▶ Directions for this task
Retype the records below exactly as they appear.

▶ Input
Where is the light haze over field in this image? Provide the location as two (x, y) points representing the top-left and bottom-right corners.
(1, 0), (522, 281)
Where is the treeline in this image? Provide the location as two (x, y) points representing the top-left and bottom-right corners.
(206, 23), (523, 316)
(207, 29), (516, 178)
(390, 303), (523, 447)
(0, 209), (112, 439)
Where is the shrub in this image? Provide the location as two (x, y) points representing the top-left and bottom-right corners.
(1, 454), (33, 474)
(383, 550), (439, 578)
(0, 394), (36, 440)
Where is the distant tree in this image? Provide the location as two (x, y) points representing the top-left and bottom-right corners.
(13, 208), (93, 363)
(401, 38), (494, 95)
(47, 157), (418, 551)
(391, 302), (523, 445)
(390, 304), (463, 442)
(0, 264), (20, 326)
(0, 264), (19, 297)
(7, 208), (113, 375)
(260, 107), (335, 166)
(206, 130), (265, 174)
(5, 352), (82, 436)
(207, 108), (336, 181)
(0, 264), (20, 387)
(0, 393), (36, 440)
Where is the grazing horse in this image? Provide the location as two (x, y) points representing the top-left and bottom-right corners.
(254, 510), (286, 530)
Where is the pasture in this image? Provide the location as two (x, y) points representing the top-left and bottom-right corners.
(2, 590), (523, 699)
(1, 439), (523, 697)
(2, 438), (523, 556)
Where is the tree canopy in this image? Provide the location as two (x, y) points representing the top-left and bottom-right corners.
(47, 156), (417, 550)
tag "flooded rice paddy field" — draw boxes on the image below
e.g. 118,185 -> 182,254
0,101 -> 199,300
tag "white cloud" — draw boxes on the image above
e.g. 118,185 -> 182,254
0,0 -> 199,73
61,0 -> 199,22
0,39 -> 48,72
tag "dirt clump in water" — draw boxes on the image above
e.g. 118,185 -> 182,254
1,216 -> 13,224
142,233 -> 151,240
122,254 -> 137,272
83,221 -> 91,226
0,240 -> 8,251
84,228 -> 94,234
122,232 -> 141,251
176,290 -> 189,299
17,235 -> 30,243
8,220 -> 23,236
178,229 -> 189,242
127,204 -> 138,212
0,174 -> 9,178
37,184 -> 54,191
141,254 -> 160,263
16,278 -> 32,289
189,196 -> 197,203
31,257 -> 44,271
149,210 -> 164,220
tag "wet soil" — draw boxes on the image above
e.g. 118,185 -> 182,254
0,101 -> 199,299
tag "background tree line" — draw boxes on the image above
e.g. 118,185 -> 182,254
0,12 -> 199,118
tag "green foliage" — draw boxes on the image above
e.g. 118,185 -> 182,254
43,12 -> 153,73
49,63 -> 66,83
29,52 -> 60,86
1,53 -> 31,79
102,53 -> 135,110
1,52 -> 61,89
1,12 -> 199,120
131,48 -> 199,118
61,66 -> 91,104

▶ Task answer
Where is the light haze over field in this image? Provide the location as two (x, y) points representing the top-left and bottom-right corners.
(1, 0), (522, 281)
Where is the treeline in this image? Provide the location as two (x, y) points representing the top-left and bottom-right corners.
(206, 23), (523, 316)
(207, 29), (516, 178)
(390, 303), (523, 447)
(0, 209), (112, 439)
Where is the shrub in this image? Provide the location as two (x, y) points representing the top-left and bottom-right corners.
(1, 454), (33, 474)
(383, 550), (439, 578)
(0, 394), (36, 440)
Where is the distant tree in this image? Provide the location as two (x, y) points representing the top-left and bottom-right corners.
(13, 208), (93, 363)
(401, 38), (494, 95)
(47, 157), (418, 551)
(391, 302), (523, 445)
(390, 304), (463, 442)
(0, 264), (20, 326)
(0, 264), (19, 297)
(7, 208), (113, 375)
(260, 107), (335, 166)
(206, 130), (265, 174)
(5, 352), (82, 436)
(207, 108), (336, 181)
(0, 264), (20, 387)
(0, 393), (36, 440)
Where is the grazing horse in this image? Provide the location as two (x, y) points representing the top-left and bottom-right corners.
(254, 510), (286, 530)
Where is the pasture in this image? Provide the location as two (x, y) points representing the top-left and bottom-right corners.
(2, 590), (523, 699)
(1, 439), (523, 697)
(2, 438), (523, 556)
Where is the tree canopy in this image? Provide the location as two (x, y) points representing the top-left and bottom-right corners.
(47, 156), (417, 550)
tag "flooded rice paddy field" — draw boxes on the image below
e.g. 118,185 -> 182,254
0,101 -> 199,300
tag "white cloud" — draw boxes on the image above
e.g. 118,185 -> 182,254
0,0 -> 199,73
61,0 -> 199,22
0,39 -> 48,72
tag "dirt clump in water" — draw boxes on the image above
e.g. 118,185 -> 182,254
1,216 -> 13,224
142,233 -> 151,240
122,254 -> 137,272
83,221 -> 91,226
0,240 -> 8,251
84,228 -> 94,234
122,232 -> 141,251
176,290 -> 189,299
17,235 -> 30,243
8,220 -> 23,236
178,229 -> 189,242
127,204 -> 138,212
0,174 -> 9,178
37,184 -> 54,191
141,254 -> 160,263
16,278 -> 32,289
189,196 -> 197,203
31,257 -> 44,271
149,210 -> 164,220
tag "wet soil" — draw boxes on the image above
e.g. 118,185 -> 182,254
0,101 -> 199,299
tag "background tree line" — draw boxes on the image above
e.g. 118,185 -> 182,254
0,12 -> 199,118
tag "green foliage" — draw boxes on the image above
e.g. 118,185 -> 182,254
43,12 -> 153,73
49,63 -> 66,83
29,52 -> 60,86
1,53 -> 31,79
102,53 -> 135,110
1,52 -> 61,89
1,12 -> 199,120
131,48 -> 199,118
61,66 -> 91,104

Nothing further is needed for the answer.